- Assigned task -
Return all the lines below, exactly as they read.

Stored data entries
▬▬▬▬▬▬▬▬▬▬
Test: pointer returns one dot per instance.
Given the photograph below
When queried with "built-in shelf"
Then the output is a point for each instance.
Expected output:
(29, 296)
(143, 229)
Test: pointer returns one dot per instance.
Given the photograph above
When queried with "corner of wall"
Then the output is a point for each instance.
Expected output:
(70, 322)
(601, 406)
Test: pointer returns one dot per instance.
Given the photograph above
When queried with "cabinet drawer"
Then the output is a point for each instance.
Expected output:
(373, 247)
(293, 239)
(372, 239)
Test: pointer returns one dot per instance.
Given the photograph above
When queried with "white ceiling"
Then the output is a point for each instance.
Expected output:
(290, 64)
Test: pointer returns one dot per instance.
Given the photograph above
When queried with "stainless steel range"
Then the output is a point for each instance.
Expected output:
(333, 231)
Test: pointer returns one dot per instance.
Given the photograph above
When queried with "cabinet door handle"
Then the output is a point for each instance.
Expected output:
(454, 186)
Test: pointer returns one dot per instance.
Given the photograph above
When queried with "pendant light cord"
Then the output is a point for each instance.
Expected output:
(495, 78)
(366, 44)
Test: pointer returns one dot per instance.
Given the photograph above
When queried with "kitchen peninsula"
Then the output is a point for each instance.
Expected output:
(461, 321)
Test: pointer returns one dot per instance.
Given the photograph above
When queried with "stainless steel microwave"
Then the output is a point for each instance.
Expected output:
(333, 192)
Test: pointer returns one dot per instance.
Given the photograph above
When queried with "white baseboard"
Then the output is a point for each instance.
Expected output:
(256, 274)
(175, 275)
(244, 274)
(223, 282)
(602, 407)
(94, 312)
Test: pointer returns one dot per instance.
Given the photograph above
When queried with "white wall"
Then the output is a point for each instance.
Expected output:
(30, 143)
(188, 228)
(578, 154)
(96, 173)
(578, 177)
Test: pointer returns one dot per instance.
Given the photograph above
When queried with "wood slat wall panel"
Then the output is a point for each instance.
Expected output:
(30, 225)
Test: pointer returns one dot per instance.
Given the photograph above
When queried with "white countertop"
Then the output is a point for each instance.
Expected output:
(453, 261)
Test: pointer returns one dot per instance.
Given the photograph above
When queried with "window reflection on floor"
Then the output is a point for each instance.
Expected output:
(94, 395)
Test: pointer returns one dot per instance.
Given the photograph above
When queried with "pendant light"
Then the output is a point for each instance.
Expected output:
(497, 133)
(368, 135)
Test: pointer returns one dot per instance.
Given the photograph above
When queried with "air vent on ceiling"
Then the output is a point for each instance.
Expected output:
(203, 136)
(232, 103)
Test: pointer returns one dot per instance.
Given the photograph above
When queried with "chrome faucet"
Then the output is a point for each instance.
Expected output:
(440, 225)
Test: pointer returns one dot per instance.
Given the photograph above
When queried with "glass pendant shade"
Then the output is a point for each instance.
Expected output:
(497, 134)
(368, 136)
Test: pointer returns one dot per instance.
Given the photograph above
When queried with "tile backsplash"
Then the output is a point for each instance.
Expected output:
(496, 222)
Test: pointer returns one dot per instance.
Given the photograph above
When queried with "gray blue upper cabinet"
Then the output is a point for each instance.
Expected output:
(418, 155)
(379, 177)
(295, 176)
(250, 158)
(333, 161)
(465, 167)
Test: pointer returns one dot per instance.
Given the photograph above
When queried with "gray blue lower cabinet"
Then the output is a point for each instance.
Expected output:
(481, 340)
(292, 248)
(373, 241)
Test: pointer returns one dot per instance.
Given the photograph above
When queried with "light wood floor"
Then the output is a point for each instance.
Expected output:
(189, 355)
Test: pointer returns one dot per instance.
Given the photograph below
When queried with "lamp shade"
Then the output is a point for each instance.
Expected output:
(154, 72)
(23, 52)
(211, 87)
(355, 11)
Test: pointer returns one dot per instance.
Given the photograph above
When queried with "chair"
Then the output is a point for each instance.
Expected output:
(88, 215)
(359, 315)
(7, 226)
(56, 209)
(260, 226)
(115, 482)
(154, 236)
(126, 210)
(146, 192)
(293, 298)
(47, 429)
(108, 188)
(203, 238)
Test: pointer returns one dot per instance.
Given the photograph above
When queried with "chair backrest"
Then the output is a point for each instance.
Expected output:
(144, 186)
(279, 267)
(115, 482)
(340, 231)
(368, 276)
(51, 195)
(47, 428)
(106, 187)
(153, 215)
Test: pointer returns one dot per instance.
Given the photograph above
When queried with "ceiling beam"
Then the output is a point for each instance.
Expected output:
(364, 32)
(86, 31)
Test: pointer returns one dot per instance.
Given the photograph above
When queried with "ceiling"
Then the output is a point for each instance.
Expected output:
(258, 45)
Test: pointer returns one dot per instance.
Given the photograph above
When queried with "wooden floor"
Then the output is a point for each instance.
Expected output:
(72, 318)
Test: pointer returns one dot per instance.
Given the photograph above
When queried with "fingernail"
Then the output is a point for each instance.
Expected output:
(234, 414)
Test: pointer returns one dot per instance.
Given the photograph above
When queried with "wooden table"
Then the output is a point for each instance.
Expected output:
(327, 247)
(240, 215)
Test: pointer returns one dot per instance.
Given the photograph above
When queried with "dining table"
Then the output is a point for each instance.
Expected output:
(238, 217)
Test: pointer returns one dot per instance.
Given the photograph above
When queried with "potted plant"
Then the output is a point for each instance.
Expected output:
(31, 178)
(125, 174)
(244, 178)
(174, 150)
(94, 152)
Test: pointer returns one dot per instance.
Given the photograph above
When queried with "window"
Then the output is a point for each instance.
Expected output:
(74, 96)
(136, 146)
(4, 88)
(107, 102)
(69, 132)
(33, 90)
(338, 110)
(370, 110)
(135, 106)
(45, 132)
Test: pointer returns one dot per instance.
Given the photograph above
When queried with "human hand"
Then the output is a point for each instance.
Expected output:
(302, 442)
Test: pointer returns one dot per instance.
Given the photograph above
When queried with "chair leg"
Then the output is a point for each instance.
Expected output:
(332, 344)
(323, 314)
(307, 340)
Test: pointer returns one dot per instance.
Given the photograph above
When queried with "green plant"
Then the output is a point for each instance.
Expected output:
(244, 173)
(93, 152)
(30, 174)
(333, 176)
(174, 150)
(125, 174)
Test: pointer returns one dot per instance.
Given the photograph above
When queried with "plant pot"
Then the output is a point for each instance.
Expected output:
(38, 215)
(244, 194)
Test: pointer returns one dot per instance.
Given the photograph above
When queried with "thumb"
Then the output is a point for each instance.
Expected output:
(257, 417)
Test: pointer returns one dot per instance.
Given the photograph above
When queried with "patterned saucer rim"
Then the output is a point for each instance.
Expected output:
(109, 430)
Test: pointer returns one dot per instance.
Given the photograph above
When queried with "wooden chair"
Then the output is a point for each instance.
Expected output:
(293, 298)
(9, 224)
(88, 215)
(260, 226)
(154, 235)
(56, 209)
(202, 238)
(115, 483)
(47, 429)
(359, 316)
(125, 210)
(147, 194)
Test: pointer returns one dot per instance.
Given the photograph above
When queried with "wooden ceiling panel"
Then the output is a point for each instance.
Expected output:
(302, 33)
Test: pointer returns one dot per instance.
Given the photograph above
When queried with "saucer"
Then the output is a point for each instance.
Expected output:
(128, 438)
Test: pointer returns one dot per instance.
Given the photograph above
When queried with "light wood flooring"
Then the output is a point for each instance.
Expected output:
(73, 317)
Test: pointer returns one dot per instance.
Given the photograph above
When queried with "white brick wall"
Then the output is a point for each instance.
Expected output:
▬▬▬▬▬▬▬▬▬▬
- Solution to the exercise -
Test: pointer returns one dot per instance.
Given the photograph below
When queried with "built-in shelf"
Then the output is a point for each instance.
Expected output:
(29, 296)
(143, 229)
Test: pointer returns one dot per instance.
Given the photograph above
When queried with "corner of wall"
Then the output is a point for each instance.
Expected output:
(70, 322)
(601, 406)
Test: pointer returns one dot per instance.
Given the photograph above
When queried with "cabinet drawer"
Then the output is a point for each instance.
Expected output:
(373, 247)
(293, 239)
(372, 239)
Test: pointer returns one dot per instance.
Given the photograph above
When queried with "white ceiling"
Then the output is a point for each instance.
Expected output:
(290, 64)
Test: pointer returns one dot per instance.
Given the photograph above
When queried with "stainless steel range"
Then the output is a point for each instance.
Expected output:
(333, 231)
Test: pointer returns one dot per instance.
Given the photograph above
When queried with "cabinet door handle"
Then the output is a point for each instance.
Expected output:
(454, 186)
Test: pointer returns one dot per instance.
Given the photograph above
When queried with "pendant light cord"
Then the output is a point for each instance.
Expected output:
(495, 78)
(366, 44)
Test: pointer returns one dot per instance.
Given the photograph above
When queried with "kitchen peninsula"
Then the output is a point for each instance.
Expected output:
(461, 321)
Test: pointer returns one dot per instance.
Given the photograph above
When queried with "stainless steel microwave"
Then the output is a point for each instance.
Expected output:
(333, 192)
Test: pointer returns one dot per instance.
Given the photograph above
When queried with "white baseboard"
Then the output is a point for each instance.
Expected output:
(256, 274)
(175, 275)
(244, 274)
(223, 282)
(602, 407)
(94, 312)
Test: pointer returns one dot per instance.
Given the photograph above
When queried with "white wall"
Then the output is a point for each instance.
Expected output:
(30, 143)
(188, 228)
(578, 154)
(96, 173)
(578, 177)
Test: pointer returns one dot per instance.
Given the photograph above
When queried with "wood slat wall panel"
Then the output is a point for each instance.
Expected output:
(30, 225)
Test: pointer returns one dot per instance.
Given the photograph above
When queried with "white countertop"
Then the output is a point for each instance.
Expected output:
(453, 261)
Test: pointer returns one dot per instance.
Given the photograph above
When queried with "window reflection on floor"
Then the output is a point for each instance.
Expected output:
(94, 395)
Test: pointer returns one dot per instance.
Given the photograph above
When queried with "pendant light"
Then the output is a point for each instance.
Expected output:
(497, 133)
(368, 135)
Test: pointer returns one dot per instance.
Given the photograph above
When queried with "air vent on ceiling"
Then the output is a point for each instance.
Expected output:
(203, 136)
(232, 103)
Test: pointer returns one dot per instance.
Given the photograph above
When queried with "chrome faucet"
Then the output is a point for each instance.
Expected output:
(440, 225)
Test: pointer returns one dot per instance.
Given the photograph above
When queried with "glass pendant shade"
Then the output is a point for each instance.
Expected output:
(497, 134)
(368, 136)
Test: pointer returns one dot per instance.
Given the photograph above
When queried with "tile backsplash"
Then the output is a point for each instance.
Expected output:
(496, 222)
Test: pointer returns one dot per instance.
Given the photograph above
When queried with "gray blue upper cabinet"
Then the output is a point for each instance.
Expected output:
(418, 155)
(379, 177)
(295, 176)
(250, 158)
(333, 161)
(465, 167)
Test: pointer returns one dot per instance.
Given the photograph above
When queried with "gray blue lower cabinet"
Then the output is a point for each instance.
Expected output:
(481, 340)
(292, 248)
(373, 241)
Test: pointer returns one dot per instance.
Given the photograph above
When queried with "light wood floor"
Then the output is a point for each instance.
Expected output:
(189, 355)
Test: pointer returns one dot per instance.
Given the photograph below
When queried with "lamp shade"
Then the output is a point for each instance.
Expected output:
(154, 72)
(23, 52)
(211, 87)
(355, 11)
Test: pointer returns one dot per instance.
Given the photograph above
When queried with "chair"
Then the output is a point for each instance.
Expected output:
(88, 215)
(359, 315)
(7, 226)
(56, 209)
(260, 226)
(115, 482)
(154, 236)
(126, 210)
(146, 192)
(293, 298)
(47, 429)
(108, 188)
(203, 238)
Test: pointer returns one dot per instance.
Given the photograph above
When queried with "chair backrest"
Then the output is a point for each instance.
Expected output:
(144, 186)
(279, 267)
(115, 482)
(340, 231)
(368, 276)
(51, 195)
(47, 428)
(106, 187)
(153, 215)
Test: pointer returns one dot per instance.
Given the photograph above
When queried with "ceiling beam"
Then the output is a point for each instance.
Expected output:
(364, 32)
(86, 31)
Test: pointer returns one dot per instance.
Given the photograph above
When queried with "ceiling"
Then the output is a point for each instance.
Expected output:
(258, 45)
Test: pointer returns one dot per instance.
Given the photograph above
When queried with "wooden floor"
Then the output is a point for each instance.
Expected output:
(72, 318)
Test: pointer returns one dot per instance.
Given the photograph above
When queried with "fingernail"
Then the output is a point for each instance.
Expected output:
(234, 414)
Test: pointer returns one dot per instance.
Given the photograph above
When queried with "wooden table"
Then the output is a point for each instance.
Expected output:
(327, 247)
(240, 215)
Test: pointer returns one dot per instance.
Given the photograph above
When queried with "dining table"
Then the output is a point for each instance.
Expected output:
(238, 217)
Test: pointer returns one dot per instance.
Given the photograph above
When queried with "potted plant"
Then the output is a point for each instance.
Expected output:
(31, 178)
(125, 174)
(244, 178)
(174, 150)
(94, 152)
Test: pointer returns one dot per instance.
Given the photograph above
When queried with "window"
Then the output is a point for each instance.
Expected output:
(74, 96)
(136, 146)
(4, 88)
(107, 102)
(69, 132)
(33, 90)
(338, 110)
(370, 110)
(135, 106)
(45, 132)
Test: pointer returns one dot per instance.
Given the photograph above
When queried with "human hand"
Then the output is a point for each instance.
Expected output:
(302, 442)
Test: pointer returns one dot per instance.
Given the photograph above
When queried with "chair leg"
Then the output is a point for each instance.
Expected output:
(332, 344)
(323, 314)
(307, 340)
Test: pointer returns one dot per instance.
Given the photograph above
When queried with "green plant"
Then the output is a point for each instance.
Expected output:
(244, 173)
(93, 152)
(30, 174)
(333, 176)
(174, 150)
(125, 174)
Test: pointer returns one dot per instance.
Given the photograph above
When queried with "plant pot"
Then the output is a point for each instance.
Expected output:
(38, 215)
(244, 194)
Test: pointer returns one dot per instance.
Given the photograph above
When queried with "thumb"
Then the output is a point for each instance.
Expected output:
(257, 417)
Test: pointer returns one dot per instance.
Given the photograph above
When queried with "patterned saucer rim"
Then the output is a point for each instance.
Expected output:
(109, 430)
Test: pointer returns one dot per instance.
Given the photograph above
When queried with "wooden chair"
Then the output is a point for each instance.
Expected output:
(293, 298)
(9, 224)
(88, 215)
(260, 226)
(154, 235)
(56, 209)
(202, 238)
(115, 483)
(47, 429)
(359, 316)
(125, 210)
(147, 194)
Test: pointer returns one dot per instance.
Given the photograph above
When queried with "wooden ceiling panel"
Then the output is a point for each instance.
Expected output:
(302, 33)
Test: pointer returns one dot per instance.
Given the photograph above
When queried with "saucer"
Then the output is a point for each instance.
Expected output:
(128, 438)
Test: pointer returns one dot per instance.
Given the photograph above
When queried with "light wood flooring"
Then the output is a point for each instance.
Expected output:
(73, 317)
Test: pointer returns one dot per instance.
Given the photograph above
When queried with "white brick wall"
Then the output is a point for each instance.
Expected output:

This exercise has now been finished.